'''

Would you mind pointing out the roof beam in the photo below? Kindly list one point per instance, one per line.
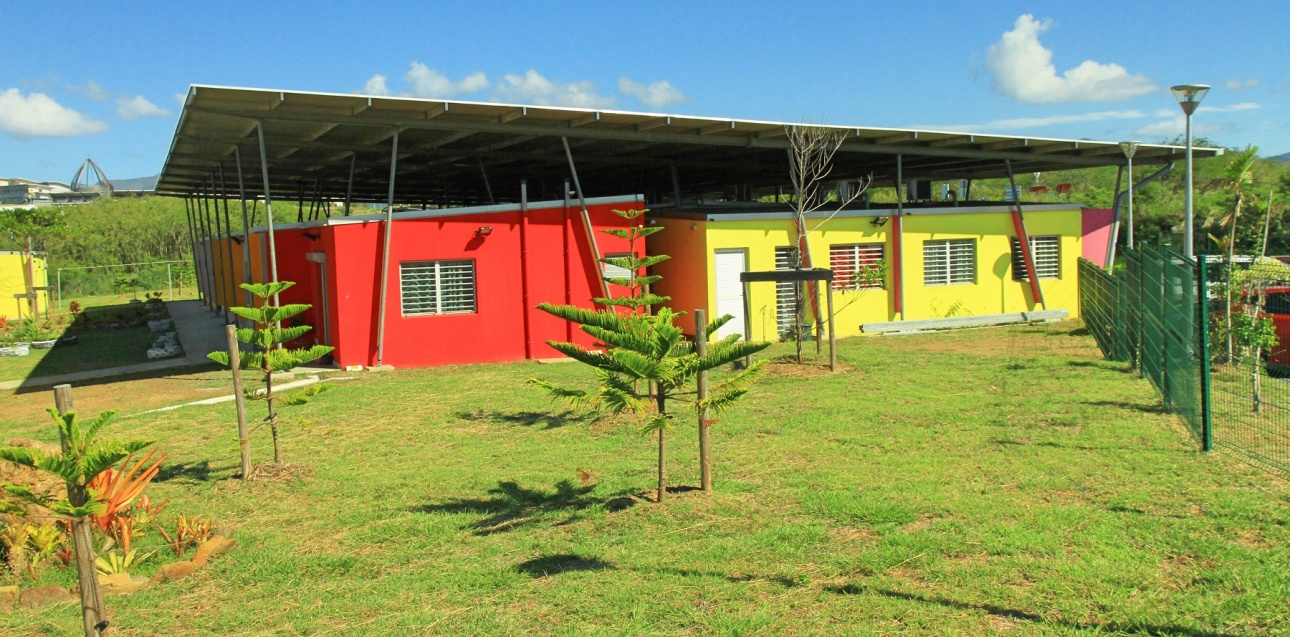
(904, 136)
(716, 128)
(514, 115)
(653, 124)
(605, 133)
(586, 119)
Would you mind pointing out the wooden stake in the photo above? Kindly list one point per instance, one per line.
(701, 347)
(92, 601)
(243, 431)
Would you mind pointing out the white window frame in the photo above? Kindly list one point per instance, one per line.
(939, 258)
(1046, 252)
(440, 302)
(853, 257)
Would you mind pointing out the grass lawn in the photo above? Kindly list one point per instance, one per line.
(975, 482)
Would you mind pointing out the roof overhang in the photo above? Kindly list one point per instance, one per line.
(458, 152)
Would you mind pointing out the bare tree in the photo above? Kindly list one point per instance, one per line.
(810, 166)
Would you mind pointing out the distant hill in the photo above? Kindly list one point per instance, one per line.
(139, 183)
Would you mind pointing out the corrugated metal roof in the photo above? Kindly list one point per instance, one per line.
(456, 152)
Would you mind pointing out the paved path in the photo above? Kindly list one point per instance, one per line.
(200, 333)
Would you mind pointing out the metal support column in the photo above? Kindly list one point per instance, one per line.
(1023, 239)
(268, 208)
(385, 255)
(898, 241)
(586, 219)
(486, 185)
(228, 239)
(348, 186)
(241, 195)
(1202, 333)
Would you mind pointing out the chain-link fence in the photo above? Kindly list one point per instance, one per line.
(174, 279)
(1250, 352)
(1214, 338)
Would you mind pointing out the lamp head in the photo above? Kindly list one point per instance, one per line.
(1190, 96)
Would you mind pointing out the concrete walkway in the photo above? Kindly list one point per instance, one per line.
(200, 333)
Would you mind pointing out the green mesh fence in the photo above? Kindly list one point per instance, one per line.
(1147, 313)
(1249, 332)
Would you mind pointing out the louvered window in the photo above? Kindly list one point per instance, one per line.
(1048, 258)
(855, 266)
(610, 271)
(950, 262)
(786, 258)
(436, 286)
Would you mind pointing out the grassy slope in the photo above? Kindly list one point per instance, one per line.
(955, 484)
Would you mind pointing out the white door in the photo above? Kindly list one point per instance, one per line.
(729, 266)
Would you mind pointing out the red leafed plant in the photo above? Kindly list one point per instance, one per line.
(119, 488)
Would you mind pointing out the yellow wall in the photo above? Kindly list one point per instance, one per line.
(685, 275)
(995, 292)
(13, 280)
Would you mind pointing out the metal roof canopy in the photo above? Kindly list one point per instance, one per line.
(462, 152)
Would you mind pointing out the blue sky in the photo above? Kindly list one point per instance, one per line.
(103, 80)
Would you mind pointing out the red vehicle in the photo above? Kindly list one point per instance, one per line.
(1277, 306)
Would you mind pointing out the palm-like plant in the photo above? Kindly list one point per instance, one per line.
(1237, 176)
(267, 353)
(83, 458)
(646, 350)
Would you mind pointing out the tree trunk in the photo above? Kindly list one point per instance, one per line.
(662, 444)
(92, 601)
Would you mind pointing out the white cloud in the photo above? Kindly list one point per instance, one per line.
(376, 85)
(1027, 123)
(1177, 125)
(1023, 70)
(659, 94)
(1233, 84)
(425, 81)
(138, 106)
(38, 115)
(1242, 106)
(535, 89)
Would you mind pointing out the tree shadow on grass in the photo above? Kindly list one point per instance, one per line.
(548, 421)
(564, 562)
(1137, 406)
(1026, 615)
(186, 472)
(546, 566)
(511, 506)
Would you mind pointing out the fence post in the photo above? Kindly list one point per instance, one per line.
(1164, 325)
(701, 347)
(1202, 332)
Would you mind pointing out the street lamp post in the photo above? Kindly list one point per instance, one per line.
(1188, 97)
(1129, 148)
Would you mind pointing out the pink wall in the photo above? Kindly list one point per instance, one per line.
(1097, 234)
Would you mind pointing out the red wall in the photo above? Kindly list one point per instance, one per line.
(547, 252)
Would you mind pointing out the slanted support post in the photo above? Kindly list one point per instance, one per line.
(385, 254)
(586, 219)
(1023, 239)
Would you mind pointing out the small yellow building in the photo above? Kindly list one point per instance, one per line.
(890, 272)
(13, 281)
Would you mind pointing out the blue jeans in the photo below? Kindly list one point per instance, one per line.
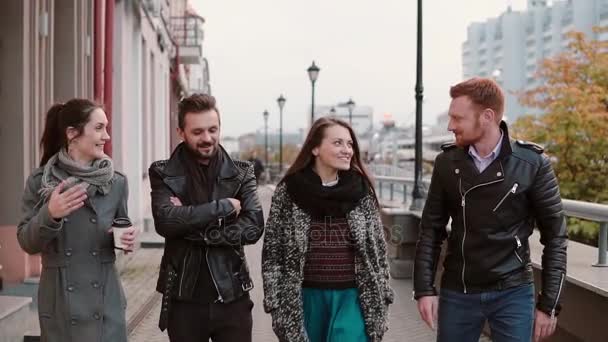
(510, 314)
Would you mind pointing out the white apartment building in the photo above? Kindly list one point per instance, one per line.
(510, 47)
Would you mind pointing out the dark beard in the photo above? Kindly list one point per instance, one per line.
(202, 157)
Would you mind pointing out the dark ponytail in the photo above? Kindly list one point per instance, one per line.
(51, 141)
(74, 113)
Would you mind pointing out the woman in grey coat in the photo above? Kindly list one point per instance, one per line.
(324, 261)
(69, 204)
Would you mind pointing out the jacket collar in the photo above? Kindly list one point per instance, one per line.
(464, 166)
(505, 149)
(174, 167)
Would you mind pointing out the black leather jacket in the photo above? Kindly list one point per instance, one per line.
(214, 225)
(493, 214)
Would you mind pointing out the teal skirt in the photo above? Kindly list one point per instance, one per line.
(333, 315)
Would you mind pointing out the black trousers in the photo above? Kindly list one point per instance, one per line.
(196, 322)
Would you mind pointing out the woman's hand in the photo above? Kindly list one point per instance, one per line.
(62, 204)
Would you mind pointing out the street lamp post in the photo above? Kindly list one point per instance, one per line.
(266, 138)
(417, 192)
(313, 74)
(281, 101)
(351, 107)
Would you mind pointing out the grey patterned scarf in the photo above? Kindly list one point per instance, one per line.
(97, 177)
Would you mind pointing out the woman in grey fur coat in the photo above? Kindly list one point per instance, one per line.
(324, 262)
(69, 204)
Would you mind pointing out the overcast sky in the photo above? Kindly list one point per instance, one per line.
(366, 50)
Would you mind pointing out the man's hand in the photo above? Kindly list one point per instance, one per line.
(427, 306)
(544, 326)
(236, 204)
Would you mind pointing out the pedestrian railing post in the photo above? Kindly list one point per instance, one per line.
(602, 245)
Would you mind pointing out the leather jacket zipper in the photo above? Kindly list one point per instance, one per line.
(512, 191)
(561, 282)
(181, 278)
(219, 295)
(518, 246)
(464, 223)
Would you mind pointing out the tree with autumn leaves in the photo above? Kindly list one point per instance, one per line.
(573, 96)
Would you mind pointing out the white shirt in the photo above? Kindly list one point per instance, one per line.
(483, 162)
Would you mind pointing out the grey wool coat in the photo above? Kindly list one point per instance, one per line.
(284, 256)
(80, 297)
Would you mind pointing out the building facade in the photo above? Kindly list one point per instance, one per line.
(121, 53)
(510, 47)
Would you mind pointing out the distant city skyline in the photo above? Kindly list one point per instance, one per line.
(260, 50)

'''

# Task prompt
Repeat every entry above word for word, leaving out the pictures.

# Correct answer
Would you mind pointing out the roof beam in the photo below? Kindly list one point per instance, one per line.
(904, 136)
(716, 128)
(514, 115)
(653, 124)
(605, 133)
(586, 119)
Would you mind pointing out the wooden stake in the photo above? Kindly list one point per instance, one per line.
(701, 347)
(92, 601)
(243, 431)
Would you mind pointing out the white window frame in the photo above? Kindly list one point per instance, one per line.
(939, 258)
(1046, 252)
(440, 302)
(853, 257)
Would you mind pointing out the grass lawn in the photo above? Kindly list one point per instance, one per line.
(975, 482)
Would you mind pointing out the roof overhang in the photo above? Kindly list one point per instance, one per line.
(458, 152)
Would you mind pointing out the bare tree in the photo above? Kindly list one point per instance, one per line.
(810, 166)
Would you mind pointing out the distant hill in the photo above? Kindly list one point per instance, one per line.
(139, 183)
Would you mind pointing out the corrugated metal roof in the photo above? Kindly list one point per instance, one per line.
(456, 152)
Would you mind pointing out the paved path in the photo above? Kindly list one point per instance, one per line.
(200, 333)
Would you mind pointing out the metal support column in the photo above? Kindly list one point per instance, one per line.
(1023, 239)
(268, 208)
(385, 255)
(898, 241)
(586, 219)
(486, 185)
(228, 239)
(348, 186)
(241, 195)
(1202, 333)
Would you mind pointing out the chain-link fence in the photo above? Kindly list one point per instance, one per line.
(174, 279)
(1250, 352)
(1214, 338)
Would you mind pointing out the lamp head in the photo above? Kindly list one point per instance, one per line.
(1190, 96)
Would you mind pointing out the concrete walkway in the photo above? Kindly list one point per instance, one per line.
(200, 333)
Would you mind pointing out the green mesh fence in the photo above? Kindly list one point per instance, one per line.
(1147, 313)
(1249, 332)
Would you mind pointing out the louvered window in the photo above? Kindly list one point per instance, one per line.
(1048, 258)
(855, 266)
(610, 271)
(950, 262)
(786, 258)
(436, 286)
Would you mind pointing out the grassy slope in the photo above? Kindly list one point per instance, one per line.
(955, 484)
Would you mind pointing out the white door in the photo above? Kindly list one point per instance, one per line.
(729, 266)
Would you mind pointing out the red leafed plant in the photo above? Kindly list one point per instance, one per line.
(119, 488)
Would you mind pointing out the yellow wall in the photo above? Kindly list one point per instance, one per line.
(685, 275)
(995, 292)
(13, 280)
Would you mind pointing out the metal roof canopy in the photo above? Kindly list one point per instance, one per line.
(462, 152)
Would you mind pointing out the blue sky in the photo above? Kindly list one point per instance, one per line.
(103, 80)
Would you mind pointing out the red vehicle in the photo above? Kindly list one point per instance, one per line.
(1277, 306)
Would you mind pointing out the palm-like plant in the photo above? Kindly list one point per instance, one per line.
(1237, 176)
(267, 353)
(83, 458)
(646, 350)
Would you mind pointing out the tree trunk in the photo above? Kindly list one point per instance, one per line.
(662, 444)
(92, 601)
Would you mind pointing out the white cloud in the photo above? Kindly list one point per instance, one per line.
(376, 85)
(1027, 123)
(1177, 125)
(1023, 70)
(659, 94)
(1233, 84)
(425, 81)
(138, 106)
(38, 115)
(1242, 106)
(535, 89)
Would you mind pointing out the tree shadow on grass in the photo above? Kindly list one point per instance, one per line.
(548, 421)
(564, 562)
(1137, 406)
(1026, 615)
(186, 472)
(546, 566)
(511, 506)
Would you mind pointing out the fence post in the photo above? Kindly list one point per instance, one per line.
(1164, 325)
(701, 347)
(1202, 332)
Would you mind pointing out the street lamp post in the photo above? Kindly list one point per instance, one per line.
(1188, 97)
(1129, 148)
Would you mind pointing out the pink wall in the photo above? Kindly list one point per instance, one per line.
(1097, 234)
Would you mind pointing out the red wall in the photo above? Kindly list one point per instance, one per line.
(547, 252)
Would you mind pointing out the slanted support post in the photo above? Kindly list one point per instance, one per line.
(385, 254)
(586, 219)
(1023, 239)
Would you mind pointing out the small yellow building in the photo above? Kindly list one point per instance, one per line.
(890, 272)
(13, 281)
Would you mind pointing out the blue jeans in the photo below? Kindly list one point per instance, one per line.
(510, 314)
Would you mind pointing out the white apartment building in the photo above? Kindly list one point per instance, one per line.
(510, 47)
Would you mind pointing out the dark beard in the photo above? Kindly list one point per instance, one per line.
(202, 157)
Would you mind pointing out the dark ponytail in the photo above? Kindly list one point per instance, one per line.
(51, 141)
(74, 113)
Would you mind pointing out the woman in grey coat in the photo above? Kindly list one point per instance, one per line.
(324, 261)
(69, 204)
Would you mind pointing out the jacket collar in the photo above? Kindly list one point per instance, one per line.
(464, 166)
(505, 149)
(174, 167)
Would you mind pointing out the black leather jacket in the photo above? Kindly list one point per instance, one per line.
(214, 225)
(493, 214)
Would you mind pointing out the teal skirt in the photo above? Kindly list one point per instance, one per line.
(333, 315)
Would you mind pointing out the black trousers in the photo above? Kindly list one point per instance, one per line.
(196, 322)
Would you mind pointing out the woman's hand in the photo above? Kindly list one point per instance, one per line.
(62, 204)
Would you mind pointing out the street lamp post in the photo above? Kindly list one point per instance, one per line.
(266, 138)
(417, 192)
(313, 74)
(281, 101)
(351, 107)
Would you mind pointing out the grey patterned scarf in the photo above? Kindly list one point per instance, one per line.
(97, 177)
Would you mind pointing out the woman in grey fur coat in the photo above? Kindly list one point per instance, one per line.
(324, 262)
(69, 204)
Would you mind pointing out the overcast sky in the photo above? Kindly list one point per instance, one per line.
(366, 50)
Would you mind pointing out the man's hand in the photo above? Kindly list one point per instance, one per line.
(427, 306)
(544, 326)
(236, 204)
Would you mind pointing out the pedestrian railing post in the photo above? Kindly list one point per instance, one per line.
(602, 245)
Would you mind pointing out the leather jacket zipper in the photo above? Kindly list one point per instance, one per line.
(512, 191)
(561, 282)
(181, 278)
(219, 295)
(518, 246)
(464, 223)
Would you mind pointing out the tree with autumn leaves in the photo above? Kindly list one point per instance, one per line.
(573, 96)
Would you mind pointing out the white shirt in the photo above? Kindly list one point per instance, one per line.
(483, 162)
Would you mind pointing out the grey wool coat in the photo above? Kindly list one point per instance, one per line.
(284, 256)
(80, 297)
Would you mind pointing out the building facade in the photo above? Kindly list one point per instance, one per line.
(121, 53)
(510, 47)
Would you mind pointing out the distant city skyline in the photo above? Kindly list one point per instance, one per line.
(260, 50)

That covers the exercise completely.